### What is required
Rewrite all of the data below so that every "Markers" becomes "Points" and nothing else changes. Leave the pictures out of your answer.
* START Working data *
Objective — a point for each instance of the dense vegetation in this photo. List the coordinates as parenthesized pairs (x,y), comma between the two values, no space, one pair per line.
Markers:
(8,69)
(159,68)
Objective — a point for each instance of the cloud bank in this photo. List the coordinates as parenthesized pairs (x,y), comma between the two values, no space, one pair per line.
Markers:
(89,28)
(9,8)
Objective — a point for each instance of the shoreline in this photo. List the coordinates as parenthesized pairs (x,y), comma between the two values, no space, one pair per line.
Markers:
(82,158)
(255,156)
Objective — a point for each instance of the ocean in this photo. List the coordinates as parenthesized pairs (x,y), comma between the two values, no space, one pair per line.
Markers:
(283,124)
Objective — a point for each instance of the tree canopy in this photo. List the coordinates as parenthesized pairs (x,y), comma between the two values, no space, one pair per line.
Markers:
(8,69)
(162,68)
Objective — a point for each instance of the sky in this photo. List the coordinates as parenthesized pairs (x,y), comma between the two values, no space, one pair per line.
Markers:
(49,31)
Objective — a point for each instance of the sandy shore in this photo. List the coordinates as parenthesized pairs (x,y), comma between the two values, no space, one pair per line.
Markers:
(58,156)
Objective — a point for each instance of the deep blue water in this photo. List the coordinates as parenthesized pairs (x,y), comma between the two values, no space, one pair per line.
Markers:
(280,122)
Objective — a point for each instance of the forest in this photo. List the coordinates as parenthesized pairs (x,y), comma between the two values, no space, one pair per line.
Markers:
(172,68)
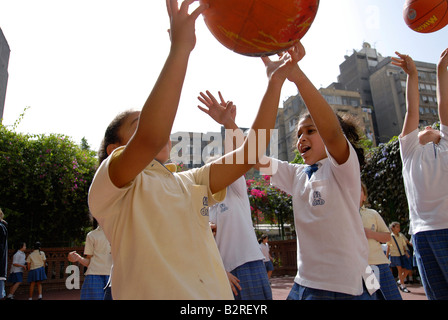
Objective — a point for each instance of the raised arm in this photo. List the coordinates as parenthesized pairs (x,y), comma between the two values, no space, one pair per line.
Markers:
(411,119)
(442,87)
(158,113)
(322,115)
(234,164)
(224,113)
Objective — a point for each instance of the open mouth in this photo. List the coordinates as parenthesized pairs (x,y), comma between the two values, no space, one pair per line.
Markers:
(304,150)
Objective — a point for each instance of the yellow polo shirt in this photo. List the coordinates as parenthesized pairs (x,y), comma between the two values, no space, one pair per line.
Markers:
(158,229)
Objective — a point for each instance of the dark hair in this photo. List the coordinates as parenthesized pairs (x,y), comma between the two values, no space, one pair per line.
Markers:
(262,237)
(111,135)
(37,245)
(350,126)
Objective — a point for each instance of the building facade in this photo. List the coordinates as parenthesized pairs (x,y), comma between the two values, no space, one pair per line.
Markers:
(382,87)
(342,101)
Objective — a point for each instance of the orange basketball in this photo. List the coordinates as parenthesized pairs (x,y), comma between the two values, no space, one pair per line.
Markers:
(259,27)
(426,16)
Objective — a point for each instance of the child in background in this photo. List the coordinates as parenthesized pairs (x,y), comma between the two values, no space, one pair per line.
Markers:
(155,219)
(36,267)
(264,247)
(398,254)
(425,174)
(377,232)
(332,249)
(98,261)
(235,234)
(18,266)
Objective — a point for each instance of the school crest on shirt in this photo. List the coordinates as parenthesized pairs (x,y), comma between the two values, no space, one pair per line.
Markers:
(223,208)
(317,199)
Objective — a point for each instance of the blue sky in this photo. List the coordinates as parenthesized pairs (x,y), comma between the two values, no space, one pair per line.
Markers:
(77,64)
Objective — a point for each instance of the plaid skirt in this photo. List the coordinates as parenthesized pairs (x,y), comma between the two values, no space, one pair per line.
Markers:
(37,275)
(254,281)
(15,277)
(431,253)
(93,287)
* END Working data *
### Answer for the task
Objective — a point for each instance of the dense vegetation in this photo. List the coordinates as parenthesized pairs (x,y), comma between the two values, no space, one pair per line.
Points:
(8,69)
(159,68)
Objective — a point for each instance of the cloud bank in this photo. List the coordinates as parenthesized pairs (x,y), comma between the two values, no space, one pair per line.
Points:
(89,28)
(9,8)
Objective — a point for each instance of the shoreline in this photo. List the coordinates as parenthesized pairs (x,y), comma between the two values, no space, one pair per line.
Points:
(82,158)
(255,156)
Objective — a point for each instance of the ocean in this photo. List the coordinates as parenthesized pairs (x,y), comma between the two values, no space, one pair per line.
Points:
(283,124)
Objective — a point for each instance of the tree canopy in this photo. List the coordinates as parenthesized pairs (x,y), comma between the two values, no space, one pair per line.
Points:
(8,69)
(162,68)
Objective — a point for each instance of the sky in this photo. List the coordinates as parenthesized pairs (x,y), comma between the two values, no space, one pair per line.
Points:
(49,31)
Objective — a point for each instance of the sandy shore in this photo. List the coordinates as parenthesized pairs (x,y), comma between the two values, no space, one pair per line.
Points:
(58,156)
Objective — a point for each instance of the deep blue water in this photo. List the coordinates as parenthesized pairs (x,y), comma between the two values, no space, one pair per line.
Points:
(280,122)
Objective — a point for each instance of the forest in this photo. List the coordinates as parenthesized pairs (x,y), comma between the two values, no space, one pair per line.
Points:
(172,68)
Objective — a point for each instance of the raised arm in this photo. List the coordinates as parenthesized pairs (x,y), comma between the two values, no space, one pair per line.
Points:
(411,119)
(442,87)
(158,113)
(322,115)
(234,164)
(224,113)
Objective — a point for each instance of the open mouth in this photo. List the coordinates as parenthesized pairs (x,y), comma between the two values, no space, one pair per line.
Points:
(304,150)
Objective — a point for each instance of the yellow polo shirt in this photo. List the coordinates as parenthesized pairs (x,y), comma between the two values, no space, one pair per line.
Points:
(158,229)
Objective — a point for each instance of the dark hair in this photo. List the coordinates as parenthesized pairs (x,y), comma between the two values, no space, one pair per line.
Points:
(262,237)
(111,135)
(37,245)
(350,126)
Objective — a point for each instance of the building facade in this photo. List the coordinates as parenthesized pairs (x,y), comma between the two values, no space, one pair per line.
Points:
(382,87)
(342,101)
Objective — a point for each instance of the orange basketball in this photo. List the coordinates as parenthesized pairs (x,y), comma between the two values, no space, one pair per line.
Points:
(259,27)
(426,16)
Objective — a point for each instance of the child in background in this photo. List the coordinates as parenthesized pairs (x,y), comma between the two values, no space, one pair per line.
Points:
(155,219)
(36,267)
(264,247)
(398,254)
(425,174)
(377,232)
(332,249)
(98,261)
(235,234)
(18,266)
Objective — a point for each instance of the school crest on shirt in this photo. List the coordinates as parenthesized pairs (x,y), comma between the two values, no space, one pair per line.
Points:
(223,208)
(317,199)
Objective — a point for each instance of the blue sky in this photo. List the coordinates as parenthesized pairs (x,y), comma between the two values, no space, one pair per line.
Points:
(77,64)
Objective — a point for each instance of the plaid skirt in this photo. List the coordinates as parenthesized pairs (x,y), comma between the two values, no space, one pair per line.
Points:
(37,275)
(254,281)
(15,277)
(431,253)
(93,287)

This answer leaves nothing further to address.